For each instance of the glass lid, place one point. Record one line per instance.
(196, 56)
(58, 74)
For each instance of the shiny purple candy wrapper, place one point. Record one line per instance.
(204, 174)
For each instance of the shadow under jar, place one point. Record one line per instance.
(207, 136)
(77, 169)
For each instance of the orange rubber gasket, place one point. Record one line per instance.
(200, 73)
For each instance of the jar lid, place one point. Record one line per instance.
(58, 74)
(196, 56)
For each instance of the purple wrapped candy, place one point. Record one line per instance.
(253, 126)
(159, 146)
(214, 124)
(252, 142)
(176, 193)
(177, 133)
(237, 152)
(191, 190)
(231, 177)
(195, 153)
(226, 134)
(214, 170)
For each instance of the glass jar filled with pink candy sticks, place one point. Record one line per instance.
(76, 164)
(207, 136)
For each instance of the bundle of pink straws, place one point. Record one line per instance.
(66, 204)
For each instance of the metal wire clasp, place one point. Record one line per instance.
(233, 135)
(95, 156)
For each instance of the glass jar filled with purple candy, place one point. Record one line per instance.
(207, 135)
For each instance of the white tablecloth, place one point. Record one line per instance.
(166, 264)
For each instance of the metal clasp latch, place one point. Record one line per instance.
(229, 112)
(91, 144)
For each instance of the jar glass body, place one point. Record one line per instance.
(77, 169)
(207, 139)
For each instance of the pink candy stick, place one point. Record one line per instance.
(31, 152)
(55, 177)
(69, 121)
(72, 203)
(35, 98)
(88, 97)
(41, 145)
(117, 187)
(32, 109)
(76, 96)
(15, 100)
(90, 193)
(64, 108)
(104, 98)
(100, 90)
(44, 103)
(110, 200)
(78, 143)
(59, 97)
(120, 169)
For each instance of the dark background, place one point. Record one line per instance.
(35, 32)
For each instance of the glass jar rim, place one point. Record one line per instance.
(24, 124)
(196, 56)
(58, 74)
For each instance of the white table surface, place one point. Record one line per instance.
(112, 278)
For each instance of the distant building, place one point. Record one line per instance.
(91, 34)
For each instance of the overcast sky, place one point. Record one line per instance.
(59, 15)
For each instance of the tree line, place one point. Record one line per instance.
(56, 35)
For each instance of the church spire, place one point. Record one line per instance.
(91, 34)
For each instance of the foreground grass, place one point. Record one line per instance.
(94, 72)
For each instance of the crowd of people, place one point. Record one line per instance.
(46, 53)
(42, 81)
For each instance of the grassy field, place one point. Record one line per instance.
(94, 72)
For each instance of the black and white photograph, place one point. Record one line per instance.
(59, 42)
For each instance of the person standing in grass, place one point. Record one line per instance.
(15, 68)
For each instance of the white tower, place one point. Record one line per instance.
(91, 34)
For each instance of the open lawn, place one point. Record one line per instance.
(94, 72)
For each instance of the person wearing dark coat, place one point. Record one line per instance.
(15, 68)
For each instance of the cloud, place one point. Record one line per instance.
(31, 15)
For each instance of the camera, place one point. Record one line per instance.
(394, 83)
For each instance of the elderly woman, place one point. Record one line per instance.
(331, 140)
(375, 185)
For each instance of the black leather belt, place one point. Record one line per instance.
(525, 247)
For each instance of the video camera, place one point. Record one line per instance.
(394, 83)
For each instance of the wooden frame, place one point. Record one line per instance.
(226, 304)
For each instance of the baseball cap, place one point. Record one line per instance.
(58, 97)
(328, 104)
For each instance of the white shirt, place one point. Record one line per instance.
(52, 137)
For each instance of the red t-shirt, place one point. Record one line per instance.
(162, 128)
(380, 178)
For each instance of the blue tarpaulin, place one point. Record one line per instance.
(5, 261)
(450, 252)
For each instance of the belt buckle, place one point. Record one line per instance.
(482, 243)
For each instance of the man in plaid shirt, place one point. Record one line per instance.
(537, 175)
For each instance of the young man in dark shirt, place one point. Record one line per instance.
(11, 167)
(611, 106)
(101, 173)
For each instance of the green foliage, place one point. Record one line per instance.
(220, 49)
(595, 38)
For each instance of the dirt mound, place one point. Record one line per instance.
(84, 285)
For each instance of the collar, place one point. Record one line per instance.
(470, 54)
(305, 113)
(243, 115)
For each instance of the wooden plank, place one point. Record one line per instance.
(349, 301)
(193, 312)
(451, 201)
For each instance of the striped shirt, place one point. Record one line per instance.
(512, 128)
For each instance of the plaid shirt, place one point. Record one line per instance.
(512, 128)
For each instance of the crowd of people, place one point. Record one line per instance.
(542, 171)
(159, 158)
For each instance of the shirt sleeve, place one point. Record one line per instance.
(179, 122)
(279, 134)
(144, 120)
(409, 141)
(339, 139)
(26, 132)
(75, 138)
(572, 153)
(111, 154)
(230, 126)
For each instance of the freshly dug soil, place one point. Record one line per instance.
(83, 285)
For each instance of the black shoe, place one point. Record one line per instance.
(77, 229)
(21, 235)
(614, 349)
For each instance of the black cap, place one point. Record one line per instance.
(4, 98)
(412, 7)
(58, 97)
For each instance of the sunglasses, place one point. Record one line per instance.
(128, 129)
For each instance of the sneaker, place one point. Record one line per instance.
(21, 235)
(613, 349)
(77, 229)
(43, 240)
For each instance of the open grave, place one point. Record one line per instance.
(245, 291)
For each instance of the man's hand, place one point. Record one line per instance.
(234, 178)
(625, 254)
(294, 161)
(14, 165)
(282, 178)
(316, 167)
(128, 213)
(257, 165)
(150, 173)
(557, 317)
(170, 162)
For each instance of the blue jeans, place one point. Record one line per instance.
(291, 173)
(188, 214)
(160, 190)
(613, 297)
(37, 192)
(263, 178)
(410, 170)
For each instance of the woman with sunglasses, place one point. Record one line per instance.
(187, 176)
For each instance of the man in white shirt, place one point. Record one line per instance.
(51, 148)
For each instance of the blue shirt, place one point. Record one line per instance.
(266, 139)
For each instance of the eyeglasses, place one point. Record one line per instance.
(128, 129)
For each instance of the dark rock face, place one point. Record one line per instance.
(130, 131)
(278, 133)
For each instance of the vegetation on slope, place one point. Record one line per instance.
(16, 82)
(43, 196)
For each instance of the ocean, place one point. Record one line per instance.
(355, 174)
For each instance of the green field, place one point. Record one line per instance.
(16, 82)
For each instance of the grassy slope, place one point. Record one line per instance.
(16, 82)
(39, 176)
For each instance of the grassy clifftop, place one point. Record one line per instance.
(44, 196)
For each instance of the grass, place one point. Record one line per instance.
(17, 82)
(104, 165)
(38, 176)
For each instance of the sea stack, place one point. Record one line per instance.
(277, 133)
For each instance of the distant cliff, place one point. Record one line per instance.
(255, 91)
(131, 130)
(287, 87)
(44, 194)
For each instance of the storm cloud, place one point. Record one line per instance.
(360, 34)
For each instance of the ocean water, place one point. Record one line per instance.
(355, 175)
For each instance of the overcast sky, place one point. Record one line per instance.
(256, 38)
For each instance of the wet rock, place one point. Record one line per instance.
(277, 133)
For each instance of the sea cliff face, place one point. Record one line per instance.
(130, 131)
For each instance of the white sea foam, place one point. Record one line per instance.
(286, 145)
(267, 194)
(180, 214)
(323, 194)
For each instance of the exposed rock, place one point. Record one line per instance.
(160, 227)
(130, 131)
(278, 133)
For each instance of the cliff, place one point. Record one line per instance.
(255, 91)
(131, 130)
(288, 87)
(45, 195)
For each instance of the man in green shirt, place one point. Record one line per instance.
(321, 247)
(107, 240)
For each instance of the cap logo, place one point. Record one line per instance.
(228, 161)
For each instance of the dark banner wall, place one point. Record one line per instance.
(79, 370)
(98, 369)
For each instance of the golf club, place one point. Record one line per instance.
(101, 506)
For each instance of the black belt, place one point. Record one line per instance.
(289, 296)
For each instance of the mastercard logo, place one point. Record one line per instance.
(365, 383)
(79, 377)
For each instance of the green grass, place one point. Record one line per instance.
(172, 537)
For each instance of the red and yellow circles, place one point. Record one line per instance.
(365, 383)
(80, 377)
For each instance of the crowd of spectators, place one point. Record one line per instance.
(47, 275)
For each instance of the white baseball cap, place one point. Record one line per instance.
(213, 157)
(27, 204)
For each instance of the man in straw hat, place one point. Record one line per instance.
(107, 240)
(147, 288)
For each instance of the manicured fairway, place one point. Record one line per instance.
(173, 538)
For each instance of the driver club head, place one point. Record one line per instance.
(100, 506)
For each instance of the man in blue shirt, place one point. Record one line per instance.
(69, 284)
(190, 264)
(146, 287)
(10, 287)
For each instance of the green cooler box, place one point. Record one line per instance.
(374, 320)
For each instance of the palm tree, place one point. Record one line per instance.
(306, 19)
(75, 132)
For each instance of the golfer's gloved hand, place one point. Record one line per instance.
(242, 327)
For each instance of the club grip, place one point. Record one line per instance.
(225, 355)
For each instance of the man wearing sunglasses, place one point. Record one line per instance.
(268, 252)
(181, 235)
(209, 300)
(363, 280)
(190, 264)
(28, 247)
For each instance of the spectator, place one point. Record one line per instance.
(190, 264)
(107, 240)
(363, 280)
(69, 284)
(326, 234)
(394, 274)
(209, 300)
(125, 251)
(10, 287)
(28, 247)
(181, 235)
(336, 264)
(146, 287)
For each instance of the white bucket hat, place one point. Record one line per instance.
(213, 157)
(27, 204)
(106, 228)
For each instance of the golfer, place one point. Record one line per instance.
——————
• [Exercise directions]:
Every line from the one containing "For each instance of the black belt, place" through the last line of the entries must be written out verbatim, and no other line.

• [Answer below]:
For each instance of the black belt, place one point. Record one line per instance.
(289, 296)
For each instance of the mastercard logo, place one point. Record one line per instance.
(365, 383)
(79, 377)
For each instance of the green grass, place one point. Record one line per instance.
(172, 537)
For each instance of the red and yellow circles, place one point. Record one line per instance.
(365, 383)
(80, 377)
For each instance of the crowd of spectators, place one point. Record one line per instance.
(47, 275)
For each instance of the white baseball cap, place one point. Record one line per instance.
(213, 157)
(27, 204)
For each instance of the man in straw hat, place one point. Record one line per instance.
(107, 240)
(147, 288)
For each instance of the manicured fairway, place one point. Record one line per instance.
(173, 538)
For each instance of the driver club head, place one point. Record one line per instance.
(100, 506)
For each instance of the man in blue shirt, place one point. Record one line per instance.
(69, 284)
(190, 264)
(146, 287)
(10, 287)
For each instance of the green cooler box, place one point. Record one line per instance.
(374, 320)
For each instance of the palm tree, place one point. Record one line per instance.
(306, 19)
(75, 132)
For each instance of the golfer's gloved hand, place one point. Record one line per instance.
(242, 327)
For each instance of the club grip, place one point. Record one line per instance.
(225, 355)
For each instance of the man wearing sunglasses, place one point. Record one line per instance.
(268, 252)
(181, 235)
(209, 300)
(363, 280)
(190, 264)
(28, 247)
For each instance of the spectator, place one point. Record one line per instance.
(190, 264)
(107, 240)
(363, 280)
(69, 284)
(326, 234)
(394, 274)
(209, 300)
(125, 251)
(10, 287)
(28, 247)
(181, 235)
(336, 264)
(146, 287)
For each instance of the white bucket hat, place one point. Record one line per instance.
(213, 157)
(27, 204)
(106, 228)
For each instance of the golfer, place one point. Record one line per instance.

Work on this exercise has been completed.